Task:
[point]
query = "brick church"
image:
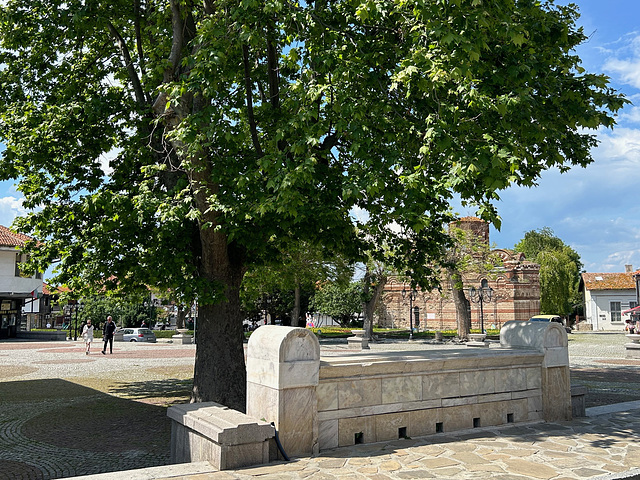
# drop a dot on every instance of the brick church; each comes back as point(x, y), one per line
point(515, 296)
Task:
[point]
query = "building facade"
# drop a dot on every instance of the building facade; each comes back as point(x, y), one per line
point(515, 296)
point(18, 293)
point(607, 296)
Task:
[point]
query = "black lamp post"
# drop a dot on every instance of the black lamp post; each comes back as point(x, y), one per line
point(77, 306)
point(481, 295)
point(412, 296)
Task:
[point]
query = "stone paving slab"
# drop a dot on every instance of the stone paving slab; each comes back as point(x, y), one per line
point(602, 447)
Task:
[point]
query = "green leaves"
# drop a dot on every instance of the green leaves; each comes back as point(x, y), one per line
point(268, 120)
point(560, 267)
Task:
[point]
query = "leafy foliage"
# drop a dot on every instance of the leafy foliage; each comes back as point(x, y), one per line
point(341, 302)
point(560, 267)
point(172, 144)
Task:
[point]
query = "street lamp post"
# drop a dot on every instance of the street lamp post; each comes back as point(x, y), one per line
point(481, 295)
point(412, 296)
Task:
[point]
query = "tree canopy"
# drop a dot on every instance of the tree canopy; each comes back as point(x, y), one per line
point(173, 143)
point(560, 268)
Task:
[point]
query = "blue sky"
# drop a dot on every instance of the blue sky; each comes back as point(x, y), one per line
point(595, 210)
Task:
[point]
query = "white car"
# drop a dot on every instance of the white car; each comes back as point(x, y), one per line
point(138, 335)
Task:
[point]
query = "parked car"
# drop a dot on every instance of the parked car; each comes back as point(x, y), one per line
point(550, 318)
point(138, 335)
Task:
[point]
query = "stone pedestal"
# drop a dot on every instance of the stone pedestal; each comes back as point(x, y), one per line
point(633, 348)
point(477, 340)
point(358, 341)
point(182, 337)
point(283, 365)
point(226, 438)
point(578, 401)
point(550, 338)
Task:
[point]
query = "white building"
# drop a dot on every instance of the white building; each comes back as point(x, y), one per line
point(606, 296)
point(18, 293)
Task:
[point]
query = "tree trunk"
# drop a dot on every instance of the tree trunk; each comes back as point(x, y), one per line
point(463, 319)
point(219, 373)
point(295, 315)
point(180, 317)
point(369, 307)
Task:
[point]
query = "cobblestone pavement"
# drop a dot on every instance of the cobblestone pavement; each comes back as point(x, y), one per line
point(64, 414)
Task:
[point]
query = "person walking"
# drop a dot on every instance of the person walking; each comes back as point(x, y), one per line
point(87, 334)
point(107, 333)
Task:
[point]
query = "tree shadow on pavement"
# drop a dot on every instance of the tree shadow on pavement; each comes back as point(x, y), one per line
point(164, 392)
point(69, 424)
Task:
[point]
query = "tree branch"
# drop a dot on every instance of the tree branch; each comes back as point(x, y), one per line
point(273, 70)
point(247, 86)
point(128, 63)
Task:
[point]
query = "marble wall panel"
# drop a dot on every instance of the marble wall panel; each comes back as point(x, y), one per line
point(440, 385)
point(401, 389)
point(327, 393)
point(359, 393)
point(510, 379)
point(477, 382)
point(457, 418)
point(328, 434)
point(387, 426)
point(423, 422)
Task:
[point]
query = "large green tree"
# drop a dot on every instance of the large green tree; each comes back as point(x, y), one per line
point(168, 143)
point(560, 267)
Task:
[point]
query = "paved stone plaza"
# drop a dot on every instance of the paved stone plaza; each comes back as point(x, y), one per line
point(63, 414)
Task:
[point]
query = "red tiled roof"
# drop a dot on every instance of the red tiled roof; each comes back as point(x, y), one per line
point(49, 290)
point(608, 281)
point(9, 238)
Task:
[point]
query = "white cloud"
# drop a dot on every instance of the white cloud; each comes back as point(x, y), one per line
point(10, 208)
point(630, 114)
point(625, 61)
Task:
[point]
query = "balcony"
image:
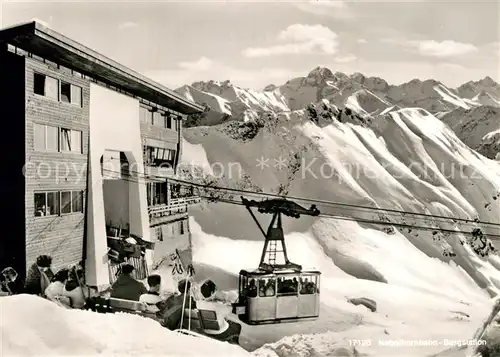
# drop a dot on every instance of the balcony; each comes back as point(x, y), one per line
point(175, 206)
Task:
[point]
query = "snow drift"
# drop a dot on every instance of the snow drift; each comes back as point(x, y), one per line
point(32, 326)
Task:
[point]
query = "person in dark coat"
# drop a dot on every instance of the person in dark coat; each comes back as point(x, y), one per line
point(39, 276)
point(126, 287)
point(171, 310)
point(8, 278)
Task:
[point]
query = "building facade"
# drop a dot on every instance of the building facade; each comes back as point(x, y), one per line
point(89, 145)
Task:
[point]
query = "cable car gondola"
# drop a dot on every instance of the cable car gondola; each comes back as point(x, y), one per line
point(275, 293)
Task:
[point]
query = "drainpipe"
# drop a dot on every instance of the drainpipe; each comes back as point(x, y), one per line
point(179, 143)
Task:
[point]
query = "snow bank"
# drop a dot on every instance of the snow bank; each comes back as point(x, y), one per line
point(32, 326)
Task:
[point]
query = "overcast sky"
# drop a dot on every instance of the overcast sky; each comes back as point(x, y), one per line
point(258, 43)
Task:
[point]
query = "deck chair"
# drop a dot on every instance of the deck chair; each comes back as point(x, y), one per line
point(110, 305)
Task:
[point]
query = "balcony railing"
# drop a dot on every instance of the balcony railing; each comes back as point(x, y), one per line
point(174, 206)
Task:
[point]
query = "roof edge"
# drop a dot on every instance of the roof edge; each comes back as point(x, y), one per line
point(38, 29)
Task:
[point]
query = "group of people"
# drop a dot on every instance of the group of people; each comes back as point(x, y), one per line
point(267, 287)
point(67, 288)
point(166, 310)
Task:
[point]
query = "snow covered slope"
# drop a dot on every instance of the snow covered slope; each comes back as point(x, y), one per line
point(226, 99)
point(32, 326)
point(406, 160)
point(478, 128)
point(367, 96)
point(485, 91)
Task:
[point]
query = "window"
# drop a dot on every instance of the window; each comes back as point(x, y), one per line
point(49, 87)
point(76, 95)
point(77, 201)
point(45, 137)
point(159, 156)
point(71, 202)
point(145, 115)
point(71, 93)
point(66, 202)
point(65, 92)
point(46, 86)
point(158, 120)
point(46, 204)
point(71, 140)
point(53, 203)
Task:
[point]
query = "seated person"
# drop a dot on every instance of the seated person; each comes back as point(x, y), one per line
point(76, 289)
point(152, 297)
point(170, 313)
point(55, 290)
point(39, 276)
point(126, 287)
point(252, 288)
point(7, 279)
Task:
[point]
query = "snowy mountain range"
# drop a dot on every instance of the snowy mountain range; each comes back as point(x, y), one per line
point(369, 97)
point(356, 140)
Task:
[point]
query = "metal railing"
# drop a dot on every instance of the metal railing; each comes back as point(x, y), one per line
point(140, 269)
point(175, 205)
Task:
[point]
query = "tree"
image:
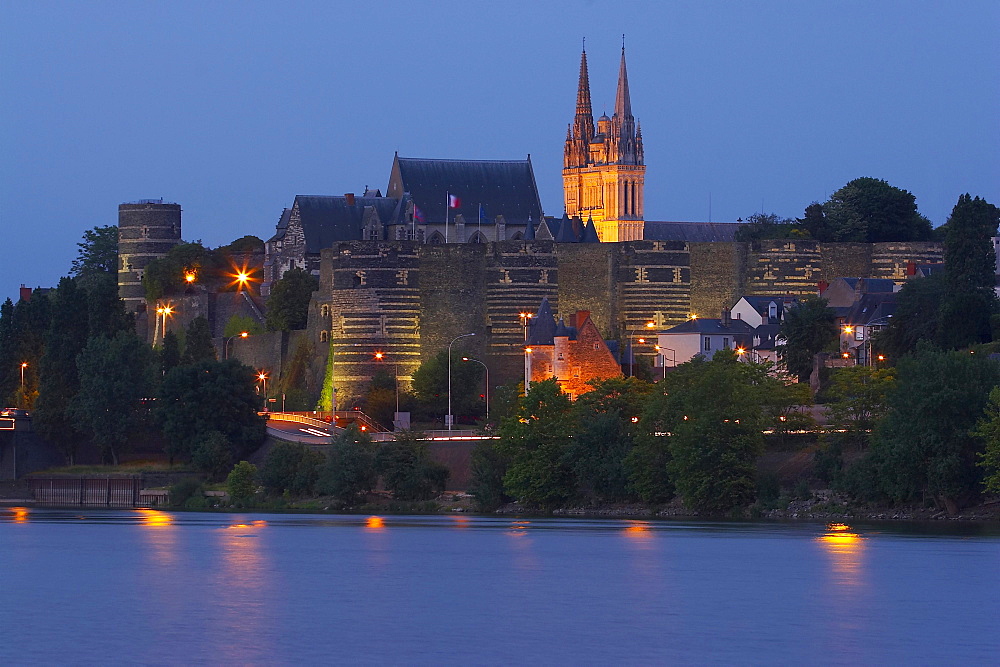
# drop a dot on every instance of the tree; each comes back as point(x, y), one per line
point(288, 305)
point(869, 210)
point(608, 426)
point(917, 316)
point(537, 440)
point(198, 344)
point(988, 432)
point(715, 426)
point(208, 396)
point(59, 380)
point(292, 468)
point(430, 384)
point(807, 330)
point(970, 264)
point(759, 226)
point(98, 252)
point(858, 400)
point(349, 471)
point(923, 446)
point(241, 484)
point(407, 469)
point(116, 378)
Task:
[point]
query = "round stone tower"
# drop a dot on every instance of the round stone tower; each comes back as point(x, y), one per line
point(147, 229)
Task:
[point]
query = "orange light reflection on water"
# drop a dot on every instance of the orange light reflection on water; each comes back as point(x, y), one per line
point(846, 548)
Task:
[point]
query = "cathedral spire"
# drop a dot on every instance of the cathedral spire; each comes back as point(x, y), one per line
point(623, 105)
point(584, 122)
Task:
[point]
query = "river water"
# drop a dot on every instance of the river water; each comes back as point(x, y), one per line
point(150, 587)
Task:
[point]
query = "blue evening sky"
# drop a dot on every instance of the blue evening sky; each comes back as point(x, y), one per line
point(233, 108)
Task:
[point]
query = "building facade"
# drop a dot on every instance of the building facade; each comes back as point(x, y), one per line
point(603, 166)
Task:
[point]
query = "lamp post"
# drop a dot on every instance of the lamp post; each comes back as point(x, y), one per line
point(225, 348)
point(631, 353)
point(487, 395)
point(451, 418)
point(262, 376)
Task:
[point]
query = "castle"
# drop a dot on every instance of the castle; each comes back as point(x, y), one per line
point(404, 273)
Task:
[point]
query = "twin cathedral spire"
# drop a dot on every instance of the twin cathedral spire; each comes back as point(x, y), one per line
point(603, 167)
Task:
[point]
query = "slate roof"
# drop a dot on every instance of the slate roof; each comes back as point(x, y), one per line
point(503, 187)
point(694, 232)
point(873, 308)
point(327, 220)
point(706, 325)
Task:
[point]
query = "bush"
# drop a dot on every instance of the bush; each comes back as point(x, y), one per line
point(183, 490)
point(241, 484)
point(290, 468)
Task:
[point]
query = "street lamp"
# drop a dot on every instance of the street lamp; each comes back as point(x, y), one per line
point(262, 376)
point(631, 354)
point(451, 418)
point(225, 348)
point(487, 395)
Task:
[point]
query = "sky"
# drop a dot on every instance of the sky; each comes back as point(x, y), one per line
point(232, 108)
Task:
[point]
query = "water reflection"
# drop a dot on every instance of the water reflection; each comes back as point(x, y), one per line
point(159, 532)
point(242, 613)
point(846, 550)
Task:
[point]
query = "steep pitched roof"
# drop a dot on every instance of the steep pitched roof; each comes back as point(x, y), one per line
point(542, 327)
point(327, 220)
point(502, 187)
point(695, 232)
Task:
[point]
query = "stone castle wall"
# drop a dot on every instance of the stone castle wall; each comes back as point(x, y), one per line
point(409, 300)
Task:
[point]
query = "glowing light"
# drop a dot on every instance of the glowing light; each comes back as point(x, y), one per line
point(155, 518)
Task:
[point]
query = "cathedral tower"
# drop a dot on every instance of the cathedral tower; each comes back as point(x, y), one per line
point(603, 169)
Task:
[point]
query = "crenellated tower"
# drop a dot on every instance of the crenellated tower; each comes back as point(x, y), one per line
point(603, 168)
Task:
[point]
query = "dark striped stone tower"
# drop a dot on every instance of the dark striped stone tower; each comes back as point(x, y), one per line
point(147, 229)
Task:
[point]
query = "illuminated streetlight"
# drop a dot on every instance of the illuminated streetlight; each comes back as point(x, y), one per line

Task details ▸ Report how many lines of the items contain the word "window".

Expected answer ▸ 2